• [Request]: Copy the following lines word for word.

Records from a data collection
━━━━━━━━━━━━━━━━━━━━

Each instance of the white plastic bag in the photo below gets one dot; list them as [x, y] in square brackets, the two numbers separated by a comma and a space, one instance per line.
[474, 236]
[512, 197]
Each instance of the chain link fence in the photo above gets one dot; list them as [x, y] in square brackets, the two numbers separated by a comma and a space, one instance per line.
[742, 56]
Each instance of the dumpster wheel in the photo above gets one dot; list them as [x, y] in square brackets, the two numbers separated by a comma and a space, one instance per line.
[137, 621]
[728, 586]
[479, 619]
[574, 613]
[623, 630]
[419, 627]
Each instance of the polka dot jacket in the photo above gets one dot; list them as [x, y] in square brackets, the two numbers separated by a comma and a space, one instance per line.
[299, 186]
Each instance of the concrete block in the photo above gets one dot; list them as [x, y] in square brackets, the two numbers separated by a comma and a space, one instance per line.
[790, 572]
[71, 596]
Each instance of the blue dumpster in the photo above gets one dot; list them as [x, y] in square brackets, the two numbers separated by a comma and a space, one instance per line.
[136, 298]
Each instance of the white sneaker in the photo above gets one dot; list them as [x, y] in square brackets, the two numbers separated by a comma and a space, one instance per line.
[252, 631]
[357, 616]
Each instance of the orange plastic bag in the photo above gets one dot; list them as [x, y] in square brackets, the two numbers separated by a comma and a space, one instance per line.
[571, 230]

━━━━━━━━━━━━━━━━━━━━

• [Response to this task]:
Each instance of the white plastic bag in the photo below gets one dot; list them as [x, y] in square brackets, the two numbers separated by a comma and a space, one instance per line.
[474, 236]
[512, 197]
Each instance of the chain link fence in the photo above gets one dot; list them as [x, y] in square brackets, the two numbers separated by a comma and a space, one instance per line.
[742, 56]
Each instance of the dumpster wheel in the photo above gets one dot; list them as [x, y] in square brackets, the two numbers separated by a comma and a space, one instance per line.
[137, 621]
[728, 586]
[479, 619]
[574, 613]
[623, 630]
[419, 627]
Each instance of the polka dot jacket in the photo above gets one dot; list them as [x, y] in square brackets, the two numbers separated by a comma and a space, one instance per line.
[299, 186]
Each instance of the concrete block in the photo above gets one dot; list them as [x, y] in square brackets, the two numbers separated by a comma and a space, one instance per line.
[790, 572]
[71, 596]
Each instance of the blue dumpster in the photo above gets one dot; list them as [x, y] in square brackets, the two numbers separated by a comma and a space, one instance per line.
[136, 298]
Each instance of the white sneaker in the photo above gets one dot; list them as [x, y] in square brackets, the two numbers separated by a comma and a space, one instance per line.
[252, 631]
[357, 616]
Each instance of the orange plastic bag in the photo above gets one dot; list them as [x, y] in square brackets, the two numbers separated by a comma and a space, one instance per line.
[571, 230]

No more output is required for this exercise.